-------- SUPPLIED MATERIAL --------

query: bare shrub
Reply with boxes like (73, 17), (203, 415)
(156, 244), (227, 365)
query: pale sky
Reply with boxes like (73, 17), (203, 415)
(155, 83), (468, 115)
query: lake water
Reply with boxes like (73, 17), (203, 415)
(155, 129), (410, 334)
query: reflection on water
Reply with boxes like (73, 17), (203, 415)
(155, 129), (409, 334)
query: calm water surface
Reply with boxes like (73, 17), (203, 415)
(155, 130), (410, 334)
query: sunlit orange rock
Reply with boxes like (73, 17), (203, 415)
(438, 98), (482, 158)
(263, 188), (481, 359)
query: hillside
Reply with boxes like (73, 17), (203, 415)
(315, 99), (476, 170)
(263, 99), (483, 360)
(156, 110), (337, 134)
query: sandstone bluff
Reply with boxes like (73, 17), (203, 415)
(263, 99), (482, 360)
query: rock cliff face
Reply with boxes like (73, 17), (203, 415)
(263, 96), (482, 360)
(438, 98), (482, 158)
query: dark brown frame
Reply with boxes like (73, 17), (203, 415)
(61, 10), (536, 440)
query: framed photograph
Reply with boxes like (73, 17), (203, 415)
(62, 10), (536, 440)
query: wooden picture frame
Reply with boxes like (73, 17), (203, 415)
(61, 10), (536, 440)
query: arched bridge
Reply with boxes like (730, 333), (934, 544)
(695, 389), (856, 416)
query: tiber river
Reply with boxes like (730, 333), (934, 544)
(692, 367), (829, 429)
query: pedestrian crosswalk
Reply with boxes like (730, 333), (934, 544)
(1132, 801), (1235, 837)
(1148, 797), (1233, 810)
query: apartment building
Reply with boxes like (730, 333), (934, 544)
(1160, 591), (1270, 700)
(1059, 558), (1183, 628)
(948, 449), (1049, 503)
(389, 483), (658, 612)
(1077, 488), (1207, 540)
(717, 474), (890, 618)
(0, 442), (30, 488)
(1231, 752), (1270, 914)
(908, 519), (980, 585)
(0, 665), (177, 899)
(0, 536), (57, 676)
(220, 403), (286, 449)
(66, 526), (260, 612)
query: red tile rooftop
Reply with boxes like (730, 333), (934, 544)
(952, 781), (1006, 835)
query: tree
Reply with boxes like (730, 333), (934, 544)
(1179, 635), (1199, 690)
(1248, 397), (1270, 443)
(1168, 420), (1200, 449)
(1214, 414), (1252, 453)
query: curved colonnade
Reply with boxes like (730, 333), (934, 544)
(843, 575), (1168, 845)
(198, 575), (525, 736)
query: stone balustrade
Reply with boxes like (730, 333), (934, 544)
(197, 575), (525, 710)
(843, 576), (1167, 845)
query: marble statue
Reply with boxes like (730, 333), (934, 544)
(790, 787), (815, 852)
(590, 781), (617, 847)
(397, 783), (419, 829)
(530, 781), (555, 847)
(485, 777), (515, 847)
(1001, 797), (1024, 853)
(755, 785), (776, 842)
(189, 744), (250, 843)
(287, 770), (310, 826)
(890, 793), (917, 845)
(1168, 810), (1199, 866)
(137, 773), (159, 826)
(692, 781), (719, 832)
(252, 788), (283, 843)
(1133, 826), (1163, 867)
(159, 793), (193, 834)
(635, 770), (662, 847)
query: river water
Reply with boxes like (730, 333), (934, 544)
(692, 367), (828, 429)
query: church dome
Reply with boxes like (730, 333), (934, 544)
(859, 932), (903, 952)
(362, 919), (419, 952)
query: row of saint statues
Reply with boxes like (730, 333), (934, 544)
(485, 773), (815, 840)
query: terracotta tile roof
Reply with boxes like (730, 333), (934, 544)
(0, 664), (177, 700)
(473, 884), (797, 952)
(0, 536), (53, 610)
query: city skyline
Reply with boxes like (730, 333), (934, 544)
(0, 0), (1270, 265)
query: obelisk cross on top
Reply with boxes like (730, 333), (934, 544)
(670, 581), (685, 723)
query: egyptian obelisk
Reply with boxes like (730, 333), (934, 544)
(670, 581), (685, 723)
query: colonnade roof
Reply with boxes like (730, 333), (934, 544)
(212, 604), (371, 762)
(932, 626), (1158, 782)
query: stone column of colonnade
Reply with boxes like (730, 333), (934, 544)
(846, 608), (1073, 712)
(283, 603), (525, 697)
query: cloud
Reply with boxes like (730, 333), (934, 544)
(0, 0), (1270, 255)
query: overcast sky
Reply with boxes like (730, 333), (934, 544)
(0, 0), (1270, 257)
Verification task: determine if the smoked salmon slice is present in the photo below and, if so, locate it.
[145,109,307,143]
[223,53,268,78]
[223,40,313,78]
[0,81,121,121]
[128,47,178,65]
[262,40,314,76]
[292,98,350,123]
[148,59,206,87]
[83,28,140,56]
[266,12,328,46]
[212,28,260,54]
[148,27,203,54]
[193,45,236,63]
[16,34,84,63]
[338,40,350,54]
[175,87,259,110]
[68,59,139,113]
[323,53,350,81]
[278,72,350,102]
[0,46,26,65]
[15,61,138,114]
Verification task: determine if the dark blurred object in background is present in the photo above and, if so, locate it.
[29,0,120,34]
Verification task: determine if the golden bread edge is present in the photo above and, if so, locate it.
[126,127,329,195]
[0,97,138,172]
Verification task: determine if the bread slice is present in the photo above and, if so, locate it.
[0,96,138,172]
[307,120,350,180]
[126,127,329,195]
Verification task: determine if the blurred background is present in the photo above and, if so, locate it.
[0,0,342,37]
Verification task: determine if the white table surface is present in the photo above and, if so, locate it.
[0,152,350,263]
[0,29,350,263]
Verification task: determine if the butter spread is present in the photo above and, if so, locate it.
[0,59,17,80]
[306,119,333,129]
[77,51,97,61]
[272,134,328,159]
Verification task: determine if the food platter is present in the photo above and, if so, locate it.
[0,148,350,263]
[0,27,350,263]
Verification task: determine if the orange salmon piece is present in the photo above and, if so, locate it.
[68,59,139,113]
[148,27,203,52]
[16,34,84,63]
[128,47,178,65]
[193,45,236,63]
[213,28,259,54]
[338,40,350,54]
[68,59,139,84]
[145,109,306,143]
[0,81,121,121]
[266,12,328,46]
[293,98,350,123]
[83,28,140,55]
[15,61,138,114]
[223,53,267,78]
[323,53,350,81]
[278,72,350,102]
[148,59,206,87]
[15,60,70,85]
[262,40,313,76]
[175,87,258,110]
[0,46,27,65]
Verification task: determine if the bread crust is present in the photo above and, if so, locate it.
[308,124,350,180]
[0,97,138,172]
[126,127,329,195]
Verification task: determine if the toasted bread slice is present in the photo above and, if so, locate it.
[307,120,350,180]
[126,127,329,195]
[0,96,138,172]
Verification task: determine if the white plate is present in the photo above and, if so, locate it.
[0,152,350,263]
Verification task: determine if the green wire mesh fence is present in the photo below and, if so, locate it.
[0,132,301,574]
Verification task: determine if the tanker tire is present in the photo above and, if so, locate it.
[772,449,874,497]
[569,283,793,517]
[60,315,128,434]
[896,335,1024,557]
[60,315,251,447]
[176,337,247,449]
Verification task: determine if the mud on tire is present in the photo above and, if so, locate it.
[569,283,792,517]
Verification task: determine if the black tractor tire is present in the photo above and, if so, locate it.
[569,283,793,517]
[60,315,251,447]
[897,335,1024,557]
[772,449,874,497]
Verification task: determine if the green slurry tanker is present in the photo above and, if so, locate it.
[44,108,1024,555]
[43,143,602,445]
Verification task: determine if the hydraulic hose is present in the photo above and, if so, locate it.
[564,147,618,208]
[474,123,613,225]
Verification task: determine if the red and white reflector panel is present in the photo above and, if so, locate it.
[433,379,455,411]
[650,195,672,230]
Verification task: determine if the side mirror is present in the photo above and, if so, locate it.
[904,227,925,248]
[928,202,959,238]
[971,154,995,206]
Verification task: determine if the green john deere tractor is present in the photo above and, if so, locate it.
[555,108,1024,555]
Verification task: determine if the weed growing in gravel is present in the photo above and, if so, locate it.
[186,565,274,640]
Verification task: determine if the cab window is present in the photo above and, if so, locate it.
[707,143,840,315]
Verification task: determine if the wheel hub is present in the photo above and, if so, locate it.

--------

[YOUR INSTRUCTIONS] Can you reproduce the records word for word, starting at the line that contains "Verification task: determine if the red" and stopping after the last line of the records?

[ANSWER TO THE TASK]
Verification task: determine if the red and white reflector panel is present in the photo above and, if so, locate it.
[433,379,455,411]
[650,195,672,230]
Verification task: determine if the side mirror is present in the photo above and, if so, locate it.
[904,227,925,248]
[928,202,959,238]
[971,154,995,206]
Verification task: determine if the green john deere tractor is present in the photo above and, if so, locate it.
[555,108,1024,555]
Verification task: determine if the weed growing in gravel is present in the photo above and, if so, locate it.
[186,565,274,640]
Verification task: determine if the cab window is present in the photo above and, if so, locate it.
[707,143,840,315]
Verification task: determine if the wheel hub is present in the photo above and, if so, locate it.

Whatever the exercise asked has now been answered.